Policing unauthorized use of our proprietary rights can be difficult and costly. In addition, it may be necessary to enforce
or protect our intellectual property rights through litigation or to defend litigation brought against us, which could result in
substantial costs and diversion of resources and management attention and could adversely affect our business, even if we are
successful on the merits.
We rely on technology infrastructure and a failure to update or maintain this technology infrastructure could adversely
affect our business.
Significant portions of our content, products and services are dependent on technology infrastructure that was developed
over multiple years. Updating and replacing our technology infrastructure may be challenging to implement and manage, may
take time to test and deploy, may cause us to incur substantial costs and may cause us to suffer data loss or delays or
interruptions in service. For example, we have suffered a number of server outages at our data center facilities, which resulted
from certain failures that triggered data center wide outages and disrupted critical technology and infrastructure service
capabilities. These events impacted service to some of our significant media properties, including eHow, as well our proprietary
online content production studio, and eNom customers. As a result of these data center outages, we have recently developed
initiatives to create automatic backup capacity at an alternate facility for our top revenue generating services to address similar
scenarios in the future. However, there can be no assurance that our efforts to develop sufficient backup and redundant services
will be successful or that we can prevent similar outages in the future. Delays or interruptions in our service may cause our
consumers, advertisers, customers and freelance creative professionals to become dissatisfied with our offerings and could
adversely affect our business. Failure to update our technology infrastructure as new technologies become available may also
put us in a weaker position relative to a number of our key competitors. Competitors with newer technology infrastructure may
have greater flexibility and be in a position to respond more quickly than us to new opportunities, which may impact our
competitive position in certain markets and adversely affect our business.

--- Records held in a dataset ---

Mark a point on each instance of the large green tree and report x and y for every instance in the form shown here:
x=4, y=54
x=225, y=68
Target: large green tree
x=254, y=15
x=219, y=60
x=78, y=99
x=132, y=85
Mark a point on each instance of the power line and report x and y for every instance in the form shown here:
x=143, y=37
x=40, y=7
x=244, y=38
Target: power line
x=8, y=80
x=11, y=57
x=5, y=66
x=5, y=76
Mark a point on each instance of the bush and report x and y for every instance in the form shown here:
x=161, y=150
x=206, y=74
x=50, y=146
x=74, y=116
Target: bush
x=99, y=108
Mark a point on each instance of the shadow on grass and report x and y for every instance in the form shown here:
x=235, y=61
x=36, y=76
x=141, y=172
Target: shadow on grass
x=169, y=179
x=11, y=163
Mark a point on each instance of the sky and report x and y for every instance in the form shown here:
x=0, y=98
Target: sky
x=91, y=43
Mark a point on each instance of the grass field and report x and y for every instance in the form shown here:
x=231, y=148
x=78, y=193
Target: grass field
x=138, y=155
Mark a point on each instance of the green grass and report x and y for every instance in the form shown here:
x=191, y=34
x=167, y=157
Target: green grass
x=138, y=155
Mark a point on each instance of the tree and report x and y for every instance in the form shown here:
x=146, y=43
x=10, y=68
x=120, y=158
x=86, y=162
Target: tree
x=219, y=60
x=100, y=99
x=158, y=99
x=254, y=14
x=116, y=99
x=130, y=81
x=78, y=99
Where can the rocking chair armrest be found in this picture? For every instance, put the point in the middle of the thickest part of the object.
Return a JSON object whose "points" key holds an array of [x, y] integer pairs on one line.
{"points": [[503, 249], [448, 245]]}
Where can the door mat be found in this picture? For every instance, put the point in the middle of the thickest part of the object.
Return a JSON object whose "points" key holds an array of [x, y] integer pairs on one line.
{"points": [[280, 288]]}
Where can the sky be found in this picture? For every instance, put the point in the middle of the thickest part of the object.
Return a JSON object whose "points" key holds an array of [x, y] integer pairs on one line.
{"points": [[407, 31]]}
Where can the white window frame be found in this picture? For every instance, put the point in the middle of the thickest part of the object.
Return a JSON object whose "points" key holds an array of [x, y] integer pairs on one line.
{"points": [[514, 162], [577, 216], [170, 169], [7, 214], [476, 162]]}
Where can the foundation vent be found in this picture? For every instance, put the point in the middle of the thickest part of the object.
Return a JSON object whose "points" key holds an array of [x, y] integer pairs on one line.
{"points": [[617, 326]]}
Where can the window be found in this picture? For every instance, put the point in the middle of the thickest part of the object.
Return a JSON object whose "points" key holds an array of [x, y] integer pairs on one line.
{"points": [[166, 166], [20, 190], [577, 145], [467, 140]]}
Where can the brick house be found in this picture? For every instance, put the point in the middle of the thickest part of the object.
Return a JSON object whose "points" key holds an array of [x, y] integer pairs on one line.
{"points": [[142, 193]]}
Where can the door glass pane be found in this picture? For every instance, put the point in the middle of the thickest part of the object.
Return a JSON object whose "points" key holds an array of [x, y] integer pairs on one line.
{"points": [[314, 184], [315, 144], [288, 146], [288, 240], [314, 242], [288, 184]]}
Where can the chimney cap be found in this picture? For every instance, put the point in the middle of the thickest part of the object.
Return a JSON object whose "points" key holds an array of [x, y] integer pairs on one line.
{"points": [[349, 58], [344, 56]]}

--- Your objective ---
Could you carry the risk-factor passage on technology infrastructure further, picking up right after its final sentence?

--- The answer ---
We are currently expanding and improving our information technology systems. If these implementations are not
successful, our business and operations could be disrupted and our operating results could suffer.
In 2010, we deployed the first phase of our enterprise reporting system, Oracle Applications ERP and Platform, to assist
the management of our financial data and reporting, and to automate certain business wide processes and internal controls.
Since then, we have started to implement additional build-outs, customizations and/or applications associated with this system
that require significant management time, support and cost. Moreover, there are inherent risks associated with developing,
improving and expanding information systems. We cannot be sure that the expansion of any of our systems, including our
Oracle system, will be fully or effectively implemented on a timely basis, if at all. If we do not successfully implement
informational systems on a timely basis or at all, our operations may be disrupted and or our operating results could suffer. In
addition, any new information system deployments may not operate as we expect them to, and we may be required to expend
significant resources to correct problems or find alternative sources for performing these functions.